→ About this exercise
An exact copy of every entry is needed, without the pictures.

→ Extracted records
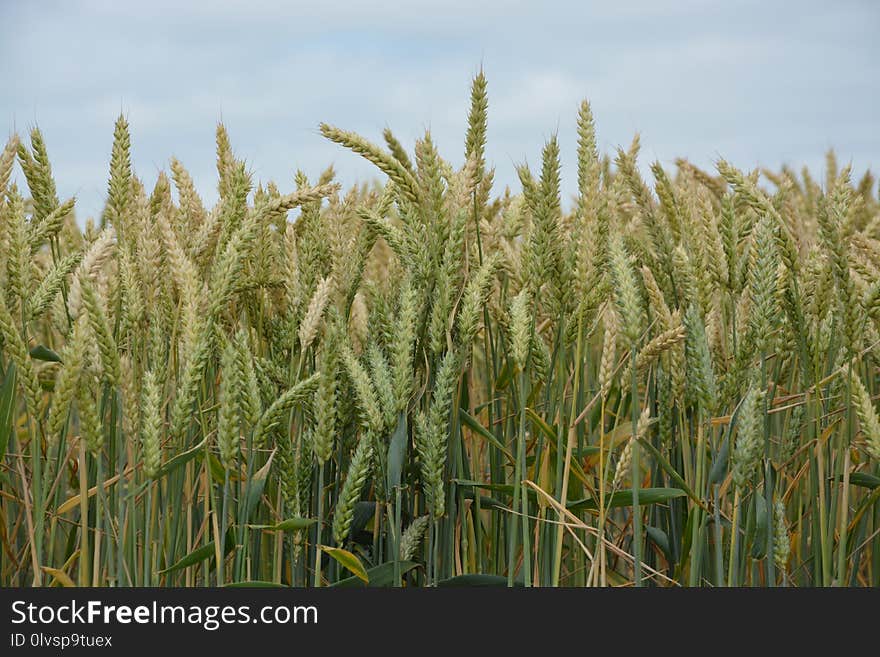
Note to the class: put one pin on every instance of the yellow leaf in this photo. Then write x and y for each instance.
(60, 576)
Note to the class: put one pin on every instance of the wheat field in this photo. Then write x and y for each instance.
(427, 381)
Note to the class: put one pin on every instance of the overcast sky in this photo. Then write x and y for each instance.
(759, 82)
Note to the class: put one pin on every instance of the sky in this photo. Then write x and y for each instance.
(757, 82)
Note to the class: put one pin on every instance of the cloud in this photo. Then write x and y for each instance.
(750, 80)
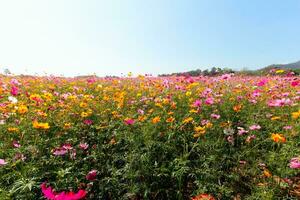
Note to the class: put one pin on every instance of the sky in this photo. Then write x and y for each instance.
(111, 37)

→ The answer
Note to the class: put one pin on every instance of the yellow leaf in this photo. Then write x and y for each instance.
(60, 576)
Note to the class: put one pin on every instance of the wheat field in this photo. Then write x and y for each instance.
(427, 381)
Note to the class: put one pin on every instance of the overcast sky in this photo. Then write x and y for each instance.
(759, 82)
Note to the class: put one pin on every instance of the sky in this photo. Then write x and y for each instance.
(757, 82)
Note to the class: put one pin on every instance of the cloud in this photo. Then write x and y for each instance.
(750, 80)
Note to the class: put one pin on every instance of the sky in this photo. Then write x and y for each instance.
(111, 37)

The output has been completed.